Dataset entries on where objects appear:
○ ○ ○ ○ ○ ○ ○
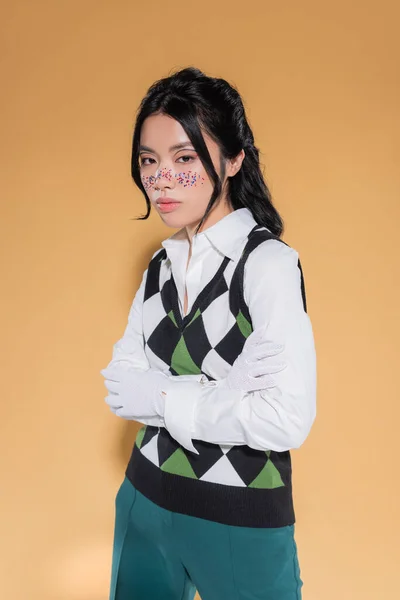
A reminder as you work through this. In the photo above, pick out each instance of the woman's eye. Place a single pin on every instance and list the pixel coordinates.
(188, 157)
(143, 161)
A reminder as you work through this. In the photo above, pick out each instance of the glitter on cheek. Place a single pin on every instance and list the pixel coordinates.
(189, 178)
(148, 182)
(166, 174)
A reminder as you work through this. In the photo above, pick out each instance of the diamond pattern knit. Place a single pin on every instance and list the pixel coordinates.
(196, 344)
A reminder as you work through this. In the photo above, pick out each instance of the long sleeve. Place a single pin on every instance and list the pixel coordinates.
(128, 352)
(279, 418)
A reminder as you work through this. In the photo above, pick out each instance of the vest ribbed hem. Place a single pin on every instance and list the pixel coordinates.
(226, 504)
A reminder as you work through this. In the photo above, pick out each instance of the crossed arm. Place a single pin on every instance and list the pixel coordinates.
(279, 418)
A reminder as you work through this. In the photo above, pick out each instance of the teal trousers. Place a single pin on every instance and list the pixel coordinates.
(164, 555)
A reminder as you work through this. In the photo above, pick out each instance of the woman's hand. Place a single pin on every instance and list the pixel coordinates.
(135, 394)
(253, 368)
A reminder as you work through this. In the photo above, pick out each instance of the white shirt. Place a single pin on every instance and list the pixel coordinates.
(279, 418)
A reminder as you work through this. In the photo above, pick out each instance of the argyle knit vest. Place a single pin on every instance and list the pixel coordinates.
(234, 485)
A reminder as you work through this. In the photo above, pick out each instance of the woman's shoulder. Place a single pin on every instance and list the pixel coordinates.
(271, 255)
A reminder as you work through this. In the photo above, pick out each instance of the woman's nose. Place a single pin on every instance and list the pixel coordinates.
(164, 178)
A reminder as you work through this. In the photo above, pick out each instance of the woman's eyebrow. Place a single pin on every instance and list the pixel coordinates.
(172, 148)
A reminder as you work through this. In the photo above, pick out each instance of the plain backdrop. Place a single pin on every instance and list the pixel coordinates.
(320, 81)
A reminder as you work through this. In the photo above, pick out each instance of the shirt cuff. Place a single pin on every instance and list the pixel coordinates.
(179, 405)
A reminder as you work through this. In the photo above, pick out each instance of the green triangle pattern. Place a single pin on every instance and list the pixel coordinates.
(269, 477)
(172, 317)
(178, 464)
(140, 436)
(243, 324)
(181, 360)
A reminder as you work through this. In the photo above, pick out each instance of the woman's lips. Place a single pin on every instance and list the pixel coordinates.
(168, 206)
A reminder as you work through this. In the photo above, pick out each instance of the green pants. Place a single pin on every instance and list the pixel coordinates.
(164, 555)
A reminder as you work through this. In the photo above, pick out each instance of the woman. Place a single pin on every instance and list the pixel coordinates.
(217, 361)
○ ○ ○ ○ ○ ○ ○
**Task**.
Render everything from the line containing "the woman's lips." down to the end of the entries as a numbered list, omitting any blank lines.

**The answer**.
1. A reminder as you work through this. In the photo above, pick out each instance of the woman's lips. Place a single pin on every instance and list the pixel coordinates.
2. (168, 206)
3. A reminder as you work through this. In the photo above, pick out each instance of the green pants. Place a single pin on every instance and list the pixel coordinates.
4. (164, 555)
5. A reminder as you work through this. In the photo above, pick out each instance of the woman. Place a single pin on every instance and list the pixel coordinates.
6. (217, 361)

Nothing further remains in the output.